- [Records]:
▼▼▼

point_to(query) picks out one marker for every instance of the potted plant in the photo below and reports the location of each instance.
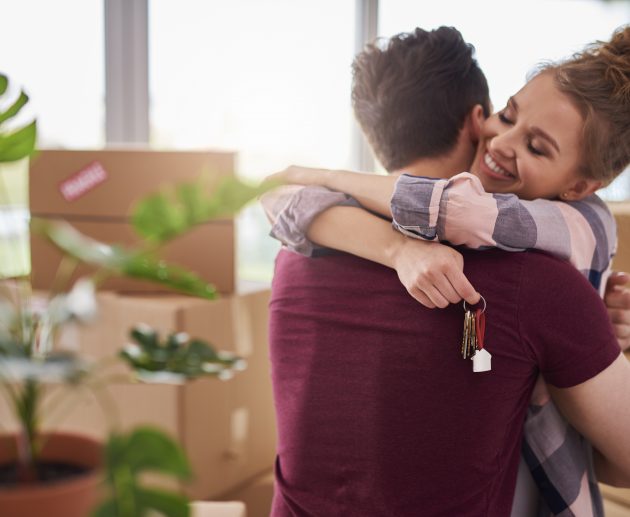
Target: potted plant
(61, 474)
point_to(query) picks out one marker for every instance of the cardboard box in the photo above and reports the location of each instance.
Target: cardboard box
(256, 494)
(621, 211)
(226, 427)
(95, 191)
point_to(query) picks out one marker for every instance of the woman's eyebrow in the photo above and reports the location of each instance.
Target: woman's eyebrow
(536, 130)
(545, 136)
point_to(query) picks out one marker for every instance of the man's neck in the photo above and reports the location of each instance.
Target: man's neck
(441, 167)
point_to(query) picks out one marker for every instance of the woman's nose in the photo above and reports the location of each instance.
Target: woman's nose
(504, 145)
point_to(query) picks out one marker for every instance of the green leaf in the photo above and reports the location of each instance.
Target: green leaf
(149, 449)
(173, 211)
(232, 194)
(117, 260)
(157, 218)
(19, 144)
(72, 242)
(106, 509)
(15, 108)
(168, 504)
(147, 267)
(177, 355)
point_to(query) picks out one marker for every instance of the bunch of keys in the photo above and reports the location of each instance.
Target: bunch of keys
(472, 342)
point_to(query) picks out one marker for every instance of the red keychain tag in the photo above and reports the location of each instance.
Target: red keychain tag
(482, 359)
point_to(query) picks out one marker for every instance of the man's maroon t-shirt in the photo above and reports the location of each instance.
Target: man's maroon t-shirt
(377, 411)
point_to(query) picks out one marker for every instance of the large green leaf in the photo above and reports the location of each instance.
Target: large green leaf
(149, 449)
(166, 503)
(15, 108)
(121, 261)
(127, 456)
(85, 249)
(19, 144)
(178, 355)
(173, 211)
(106, 509)
(143, 266)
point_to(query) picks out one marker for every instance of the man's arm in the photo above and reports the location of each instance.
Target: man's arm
(600, 410)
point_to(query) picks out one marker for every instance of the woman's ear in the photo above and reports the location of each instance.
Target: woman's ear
(580, 190)
(475, 120)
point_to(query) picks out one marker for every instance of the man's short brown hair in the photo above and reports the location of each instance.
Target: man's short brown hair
(411, 95)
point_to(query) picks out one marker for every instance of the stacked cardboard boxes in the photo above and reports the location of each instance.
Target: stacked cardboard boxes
(226, 427)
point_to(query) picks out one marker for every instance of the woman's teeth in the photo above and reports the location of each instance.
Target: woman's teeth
(494, 167)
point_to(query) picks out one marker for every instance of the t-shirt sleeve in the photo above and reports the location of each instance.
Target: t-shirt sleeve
(563, 322)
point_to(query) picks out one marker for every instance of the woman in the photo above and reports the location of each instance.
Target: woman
(553, 140)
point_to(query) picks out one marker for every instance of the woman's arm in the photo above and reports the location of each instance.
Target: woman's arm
(431, 272)
(305, 218)
(461, 212)
(373, 191)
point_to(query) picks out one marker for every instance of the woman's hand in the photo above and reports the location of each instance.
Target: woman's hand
(433, 273)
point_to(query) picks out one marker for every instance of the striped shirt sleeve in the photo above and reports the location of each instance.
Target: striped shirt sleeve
(292, 209)
(461, 212)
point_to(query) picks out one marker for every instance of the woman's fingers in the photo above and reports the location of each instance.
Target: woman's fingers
(446, 289)
(427, 287)
(463, 288)
(419, 295)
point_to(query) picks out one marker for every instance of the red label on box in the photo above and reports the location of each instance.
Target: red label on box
(83, 181)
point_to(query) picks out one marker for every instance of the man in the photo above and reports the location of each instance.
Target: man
(336, 321)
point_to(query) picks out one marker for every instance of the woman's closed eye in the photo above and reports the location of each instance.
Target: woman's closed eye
(534, 150)
(504, 119)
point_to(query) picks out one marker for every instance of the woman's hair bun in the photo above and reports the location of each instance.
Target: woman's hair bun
(615, 55)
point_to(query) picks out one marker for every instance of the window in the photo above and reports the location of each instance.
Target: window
(270, 80)
(54, 50)
(511, 38)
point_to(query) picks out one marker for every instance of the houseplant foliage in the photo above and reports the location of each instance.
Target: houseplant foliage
(30, 358)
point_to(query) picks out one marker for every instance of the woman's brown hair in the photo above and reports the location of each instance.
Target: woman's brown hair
(597, 80)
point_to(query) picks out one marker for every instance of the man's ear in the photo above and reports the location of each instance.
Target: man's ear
(580, 189)
(474, 122)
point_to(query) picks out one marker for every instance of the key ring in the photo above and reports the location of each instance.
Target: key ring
(484, 305)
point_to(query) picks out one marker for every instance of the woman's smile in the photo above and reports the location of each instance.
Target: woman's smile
(492, 169)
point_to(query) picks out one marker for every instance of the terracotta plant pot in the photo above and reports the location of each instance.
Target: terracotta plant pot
(75, 497)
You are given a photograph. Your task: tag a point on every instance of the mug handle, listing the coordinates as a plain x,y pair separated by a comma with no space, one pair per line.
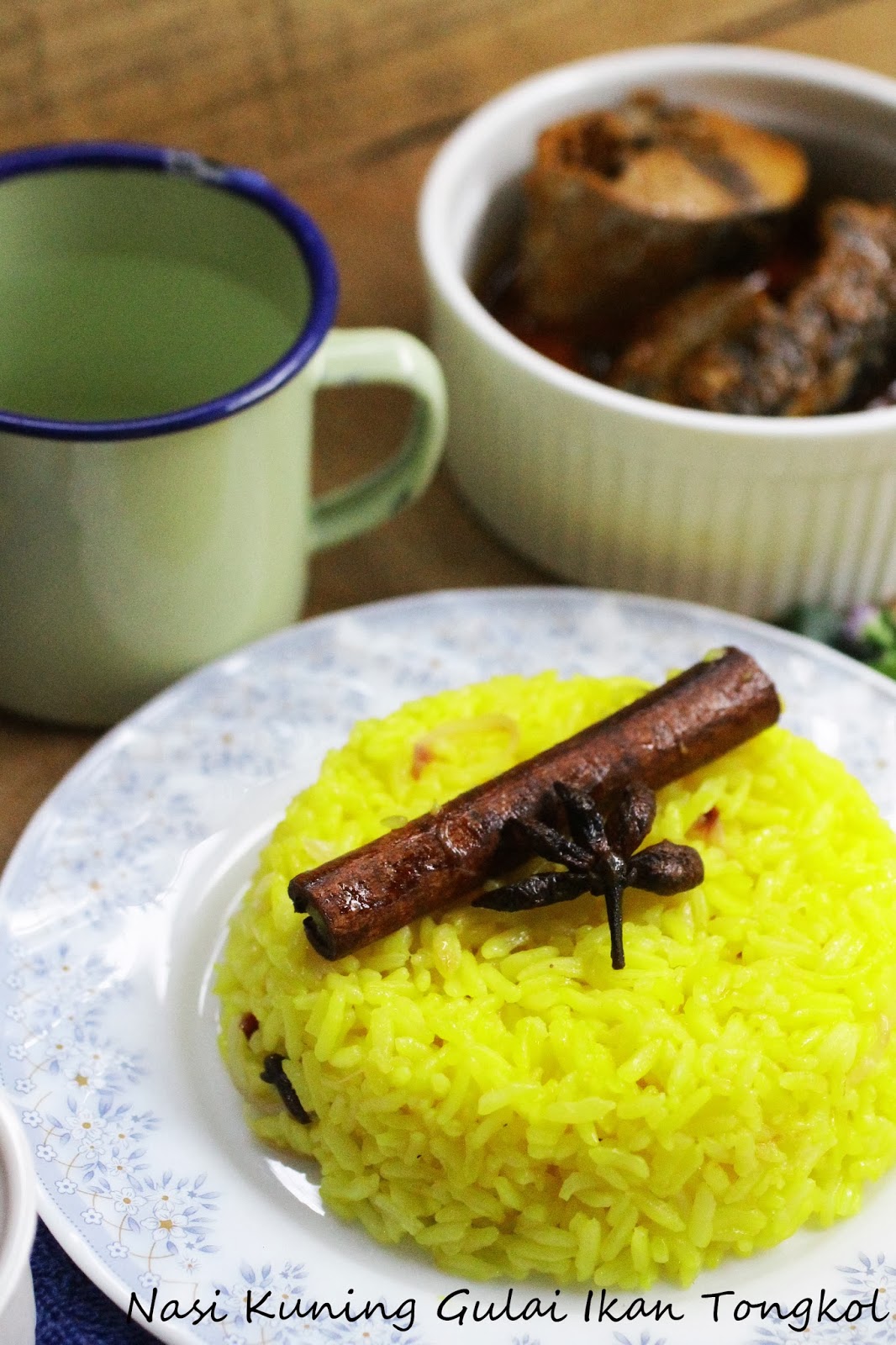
380,356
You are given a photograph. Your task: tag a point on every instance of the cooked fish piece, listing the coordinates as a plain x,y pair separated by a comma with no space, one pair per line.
806,356
630,205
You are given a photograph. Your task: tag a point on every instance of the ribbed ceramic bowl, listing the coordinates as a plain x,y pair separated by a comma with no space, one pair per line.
607,488
18,1221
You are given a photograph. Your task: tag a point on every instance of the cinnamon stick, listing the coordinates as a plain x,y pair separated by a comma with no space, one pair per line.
435,861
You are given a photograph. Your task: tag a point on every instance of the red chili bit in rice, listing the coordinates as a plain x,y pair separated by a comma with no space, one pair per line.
708,826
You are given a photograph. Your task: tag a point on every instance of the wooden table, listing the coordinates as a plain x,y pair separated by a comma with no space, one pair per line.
343,103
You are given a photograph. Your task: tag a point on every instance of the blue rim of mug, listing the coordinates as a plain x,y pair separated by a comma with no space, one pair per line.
241,182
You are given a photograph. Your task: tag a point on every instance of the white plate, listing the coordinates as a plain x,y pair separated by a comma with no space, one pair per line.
112,912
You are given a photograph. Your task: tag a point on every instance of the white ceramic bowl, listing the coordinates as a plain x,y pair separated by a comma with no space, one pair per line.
18,1221
607,488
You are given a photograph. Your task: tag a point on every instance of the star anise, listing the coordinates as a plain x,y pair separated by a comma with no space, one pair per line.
599,857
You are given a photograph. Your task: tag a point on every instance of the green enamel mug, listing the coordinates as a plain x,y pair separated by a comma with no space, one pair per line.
166,326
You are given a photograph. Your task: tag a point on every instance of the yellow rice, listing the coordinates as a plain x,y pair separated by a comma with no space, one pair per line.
490,1087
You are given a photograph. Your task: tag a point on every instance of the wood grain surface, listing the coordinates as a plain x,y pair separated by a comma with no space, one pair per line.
343,103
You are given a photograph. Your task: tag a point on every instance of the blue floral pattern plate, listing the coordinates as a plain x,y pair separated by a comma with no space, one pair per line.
112,914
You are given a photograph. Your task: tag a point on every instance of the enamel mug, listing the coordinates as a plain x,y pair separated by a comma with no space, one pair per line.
166,326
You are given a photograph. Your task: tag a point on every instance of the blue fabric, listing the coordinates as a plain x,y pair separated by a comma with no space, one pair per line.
71,1309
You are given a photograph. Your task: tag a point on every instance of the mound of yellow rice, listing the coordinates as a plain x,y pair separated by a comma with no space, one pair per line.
488,1086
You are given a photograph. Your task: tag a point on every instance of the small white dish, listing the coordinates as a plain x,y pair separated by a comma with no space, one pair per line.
18,1221
113,910
607,488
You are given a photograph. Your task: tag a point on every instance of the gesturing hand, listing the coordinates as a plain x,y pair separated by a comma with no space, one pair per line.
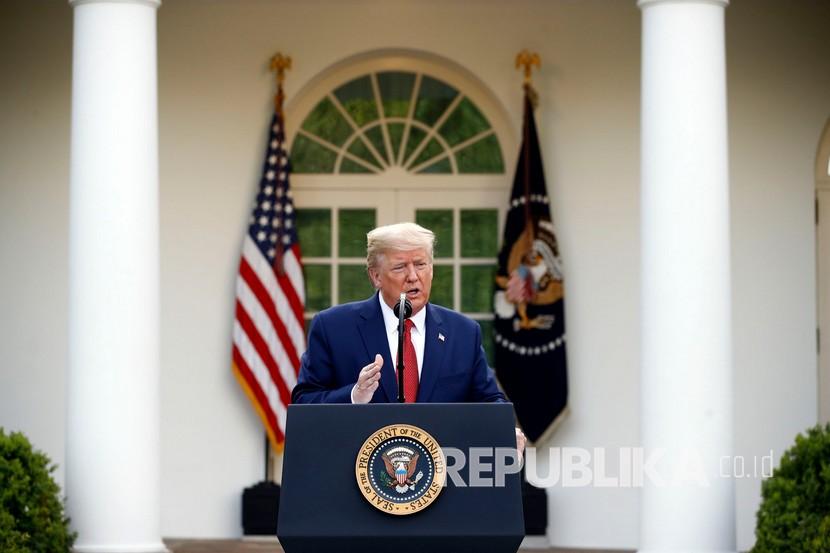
367,381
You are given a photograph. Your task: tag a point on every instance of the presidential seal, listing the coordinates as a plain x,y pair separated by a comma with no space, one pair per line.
400,469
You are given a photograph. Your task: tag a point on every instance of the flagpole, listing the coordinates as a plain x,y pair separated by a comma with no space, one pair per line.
279,64
527,59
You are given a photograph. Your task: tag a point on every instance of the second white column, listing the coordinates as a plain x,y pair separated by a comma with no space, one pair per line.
112,459
686,409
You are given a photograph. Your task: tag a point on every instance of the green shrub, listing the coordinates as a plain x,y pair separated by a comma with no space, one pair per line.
795,509
31,512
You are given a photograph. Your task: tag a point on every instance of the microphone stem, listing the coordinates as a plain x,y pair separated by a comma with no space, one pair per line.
401,315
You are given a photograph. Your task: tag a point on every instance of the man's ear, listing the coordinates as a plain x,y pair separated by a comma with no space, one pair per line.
374,277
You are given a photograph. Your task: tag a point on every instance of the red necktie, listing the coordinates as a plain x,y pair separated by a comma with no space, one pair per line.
410,363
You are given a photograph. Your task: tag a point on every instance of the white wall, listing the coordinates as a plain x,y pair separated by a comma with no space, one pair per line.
214,103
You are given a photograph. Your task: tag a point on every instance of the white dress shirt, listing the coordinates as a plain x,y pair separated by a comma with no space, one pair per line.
418,333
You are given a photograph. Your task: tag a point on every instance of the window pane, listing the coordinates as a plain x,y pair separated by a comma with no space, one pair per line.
416,136
395,92
314,229
487,340
353,283
466,121
352,229
438,221
479,232
441,292
433,99
483,156
441,166
395,137
308,156
477,288
375,136
349,166
359,149
327,123
358,99
317,287
432,149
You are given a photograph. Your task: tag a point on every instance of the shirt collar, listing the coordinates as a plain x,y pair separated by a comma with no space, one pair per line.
390,321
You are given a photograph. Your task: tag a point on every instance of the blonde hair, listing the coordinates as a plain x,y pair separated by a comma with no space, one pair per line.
400,236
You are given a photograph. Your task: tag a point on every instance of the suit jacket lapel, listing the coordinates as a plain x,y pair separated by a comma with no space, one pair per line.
433,354
373,332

▲▲▲

- [Problem to work on]: Reproduce the lines of the entries above exactly, but only from the line containing "the white dress" through the final line.

- [Answer for this exercise]:
You are given a photograph. Your task: tag a point on every instance of the white dress shirt, listing the coordinates as a plain x,y pair separated by a comma with no space, one pair per line.
418,333
You are given a photograph. Your task: tag a point on every instance of the window pane, listing the coordinates as a plain x,y pair separated by a comma with no space, one pair per line.
416,136
395,92
314,229
487,340
353,283
466,121
352,229
438,221
479,232
441,292
433,99
483,156
441,166
395,137
308,156
477,288
375,136
349,166
359,149
327,123
358,99
317,287
432,149
You are given a photograph. Your task: tag a point on every instance of the shirt collar, listing the coordinates as a plain x,y pair separated by a comma with no space, one pair per line.
390,321
You are given a photograph. Your task: tag a point on every instance of the blonde hair, listing the coordinates as a plain x,y pair separated by a comma with no space, one pair per line.
400,236
You are given a photograph. Your task: tag a point on every instance of the suit jacket lapel, listing the coordinates as a plain x,y pair separated by a comma with no space, one pair per line.
433,354
373,332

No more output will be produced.